------ Provided records ------
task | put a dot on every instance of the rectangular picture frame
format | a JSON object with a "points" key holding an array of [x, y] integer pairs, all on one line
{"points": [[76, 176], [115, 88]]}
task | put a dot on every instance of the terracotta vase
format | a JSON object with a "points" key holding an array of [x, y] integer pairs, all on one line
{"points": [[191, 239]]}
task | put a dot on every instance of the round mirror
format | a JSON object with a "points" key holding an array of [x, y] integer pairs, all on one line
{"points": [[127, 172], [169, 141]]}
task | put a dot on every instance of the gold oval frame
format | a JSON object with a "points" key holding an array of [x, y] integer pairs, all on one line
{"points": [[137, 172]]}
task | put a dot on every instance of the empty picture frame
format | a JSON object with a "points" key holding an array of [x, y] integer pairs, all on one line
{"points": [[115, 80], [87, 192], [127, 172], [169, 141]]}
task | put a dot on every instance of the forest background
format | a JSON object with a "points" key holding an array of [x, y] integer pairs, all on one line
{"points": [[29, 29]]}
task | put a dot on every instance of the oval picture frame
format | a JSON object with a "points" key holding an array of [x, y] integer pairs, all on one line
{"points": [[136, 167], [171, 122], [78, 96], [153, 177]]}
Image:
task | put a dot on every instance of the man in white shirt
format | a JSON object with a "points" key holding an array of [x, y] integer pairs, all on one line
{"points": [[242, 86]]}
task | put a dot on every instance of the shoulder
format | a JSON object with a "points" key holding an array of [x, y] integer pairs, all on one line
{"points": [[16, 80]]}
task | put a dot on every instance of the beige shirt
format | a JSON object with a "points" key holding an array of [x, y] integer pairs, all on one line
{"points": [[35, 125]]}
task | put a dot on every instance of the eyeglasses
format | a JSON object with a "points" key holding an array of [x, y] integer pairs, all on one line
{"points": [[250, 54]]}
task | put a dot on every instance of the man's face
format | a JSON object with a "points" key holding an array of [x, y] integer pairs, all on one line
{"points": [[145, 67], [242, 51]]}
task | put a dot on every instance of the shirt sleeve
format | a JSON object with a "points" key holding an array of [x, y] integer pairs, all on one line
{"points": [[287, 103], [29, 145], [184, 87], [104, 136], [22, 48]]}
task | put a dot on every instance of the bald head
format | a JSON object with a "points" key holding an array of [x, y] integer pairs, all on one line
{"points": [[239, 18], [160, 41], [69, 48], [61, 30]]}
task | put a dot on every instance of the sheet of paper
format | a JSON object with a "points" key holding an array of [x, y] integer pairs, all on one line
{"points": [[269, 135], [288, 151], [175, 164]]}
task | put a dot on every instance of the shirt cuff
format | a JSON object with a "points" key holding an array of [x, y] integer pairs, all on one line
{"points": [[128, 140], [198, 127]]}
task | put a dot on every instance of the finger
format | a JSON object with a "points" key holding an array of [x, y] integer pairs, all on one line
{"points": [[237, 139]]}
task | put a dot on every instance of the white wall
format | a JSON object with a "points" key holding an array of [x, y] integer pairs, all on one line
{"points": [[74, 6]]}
------
------ Provided records ------
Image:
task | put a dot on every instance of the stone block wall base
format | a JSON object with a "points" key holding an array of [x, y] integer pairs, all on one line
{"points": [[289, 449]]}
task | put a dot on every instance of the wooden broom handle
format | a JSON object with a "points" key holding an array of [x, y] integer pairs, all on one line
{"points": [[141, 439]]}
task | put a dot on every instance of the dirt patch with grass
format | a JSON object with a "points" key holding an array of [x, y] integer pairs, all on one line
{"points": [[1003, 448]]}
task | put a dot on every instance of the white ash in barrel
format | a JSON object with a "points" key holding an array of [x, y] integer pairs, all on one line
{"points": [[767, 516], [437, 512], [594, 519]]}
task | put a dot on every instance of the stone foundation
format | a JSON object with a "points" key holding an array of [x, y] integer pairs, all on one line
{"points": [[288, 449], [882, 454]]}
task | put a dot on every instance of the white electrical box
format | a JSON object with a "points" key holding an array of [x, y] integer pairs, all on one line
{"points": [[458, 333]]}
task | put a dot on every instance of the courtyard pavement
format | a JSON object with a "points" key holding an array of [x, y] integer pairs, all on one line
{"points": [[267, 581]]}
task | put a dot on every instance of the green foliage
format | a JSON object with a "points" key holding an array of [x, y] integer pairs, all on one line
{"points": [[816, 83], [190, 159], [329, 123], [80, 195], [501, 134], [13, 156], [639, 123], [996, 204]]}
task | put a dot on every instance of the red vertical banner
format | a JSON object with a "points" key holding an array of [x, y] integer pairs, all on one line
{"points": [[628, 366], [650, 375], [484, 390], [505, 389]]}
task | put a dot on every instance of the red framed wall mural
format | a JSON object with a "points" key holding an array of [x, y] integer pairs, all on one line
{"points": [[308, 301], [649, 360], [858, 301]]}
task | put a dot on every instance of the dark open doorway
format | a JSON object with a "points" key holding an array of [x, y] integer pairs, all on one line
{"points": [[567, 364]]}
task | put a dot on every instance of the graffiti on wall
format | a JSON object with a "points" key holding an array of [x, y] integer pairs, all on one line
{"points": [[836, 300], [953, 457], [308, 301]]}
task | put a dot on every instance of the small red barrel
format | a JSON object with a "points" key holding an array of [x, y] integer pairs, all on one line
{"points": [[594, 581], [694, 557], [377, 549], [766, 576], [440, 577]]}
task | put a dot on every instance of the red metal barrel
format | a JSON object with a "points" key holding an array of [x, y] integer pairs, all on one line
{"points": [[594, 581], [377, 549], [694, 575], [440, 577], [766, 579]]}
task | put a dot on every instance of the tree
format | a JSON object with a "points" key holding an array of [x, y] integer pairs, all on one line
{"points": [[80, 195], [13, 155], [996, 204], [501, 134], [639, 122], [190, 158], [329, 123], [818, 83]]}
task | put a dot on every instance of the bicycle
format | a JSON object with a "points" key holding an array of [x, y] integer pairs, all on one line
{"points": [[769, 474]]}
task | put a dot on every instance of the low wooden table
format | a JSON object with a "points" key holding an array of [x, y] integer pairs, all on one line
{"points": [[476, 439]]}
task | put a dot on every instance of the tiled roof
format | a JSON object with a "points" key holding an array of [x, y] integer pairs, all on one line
------
--- Exercise description ---
Print again the lines of the entries above that fall between the line holding "task | put a dot on every instance of the round" and the line holding "task | put a dot on every instance of the gold", inclusive, exactly as they stand.

--- Your response ---
task | put a dot on every instance of the round mirror
format | a JSON object with a "points" key holding an array of [x, y] integer pairs, all on one line
{"points": [[127, 172], [169, 141]]}
task | put a dot on every instance of the gold oval frame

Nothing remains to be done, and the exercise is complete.